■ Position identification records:

****************

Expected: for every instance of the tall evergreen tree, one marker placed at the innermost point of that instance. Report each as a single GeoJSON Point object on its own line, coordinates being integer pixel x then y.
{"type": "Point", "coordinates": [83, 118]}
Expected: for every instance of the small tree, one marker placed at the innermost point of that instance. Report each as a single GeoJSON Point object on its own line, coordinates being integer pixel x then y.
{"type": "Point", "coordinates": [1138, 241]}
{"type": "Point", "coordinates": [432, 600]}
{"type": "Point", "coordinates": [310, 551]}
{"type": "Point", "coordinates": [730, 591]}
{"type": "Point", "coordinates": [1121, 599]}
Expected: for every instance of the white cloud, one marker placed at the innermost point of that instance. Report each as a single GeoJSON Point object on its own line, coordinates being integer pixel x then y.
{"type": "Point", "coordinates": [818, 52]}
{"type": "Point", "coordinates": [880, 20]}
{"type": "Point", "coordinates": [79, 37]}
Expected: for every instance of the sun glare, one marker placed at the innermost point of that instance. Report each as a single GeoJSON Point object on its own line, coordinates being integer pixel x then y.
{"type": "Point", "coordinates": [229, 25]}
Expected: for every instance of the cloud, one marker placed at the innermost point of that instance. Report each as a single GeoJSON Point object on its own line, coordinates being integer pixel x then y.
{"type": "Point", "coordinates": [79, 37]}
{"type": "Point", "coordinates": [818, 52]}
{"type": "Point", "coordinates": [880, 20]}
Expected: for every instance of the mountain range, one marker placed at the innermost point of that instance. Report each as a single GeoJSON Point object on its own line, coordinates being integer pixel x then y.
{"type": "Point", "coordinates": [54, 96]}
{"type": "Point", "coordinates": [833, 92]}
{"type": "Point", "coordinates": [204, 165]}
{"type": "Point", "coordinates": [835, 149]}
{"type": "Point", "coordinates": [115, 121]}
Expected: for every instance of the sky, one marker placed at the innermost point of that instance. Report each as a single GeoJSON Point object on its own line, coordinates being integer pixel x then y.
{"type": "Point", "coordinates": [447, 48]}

****************

■ The exercise:
Reproduce the items above from the line containing "Expected: for every instance of the cloud, one" through the last item, both ends included, with the requests unchanged. Multiply every pixel coordinate in the answers by 0.4 and round each result to a whole number, rounding halves up.

■ Task answer:
Expected: for every instance of the cloud, one marker placed at the innermost point of that instance. Report each as a single GeoJSON Point object on its own line, coordinates being integer pixel x then y.
{"type": "Point", "coordinates": [32, 15]}
{"type": "Point", "coordinates": [327, 21]}
{"type": "Point", "coordinates": [352, 8]}
Expected: for every instance of the mountain range, one marker placed at the innermost point of that instance. Report each as a single GeoJSON Point object on its own line, coordinates being integer pixel x then y.
{"type": "Point", "coordinates": [22, 38]}
{"type": "Point", "coordinates": [333, 37]}
{"type": "Point", "coordinates": [82, 66]}
{"type": "Point", "coordinates": [334, 60]}
{"type": "Point", "coordinates": [46, 48]}
Expected: for every instance of the sky, one marker placed at the innermost point of that instance. Report each as a single GeoJSON Point object on its own line, coordinates being integer pixel x then y.
{"type": "Point", "coordinates": [179, 19]}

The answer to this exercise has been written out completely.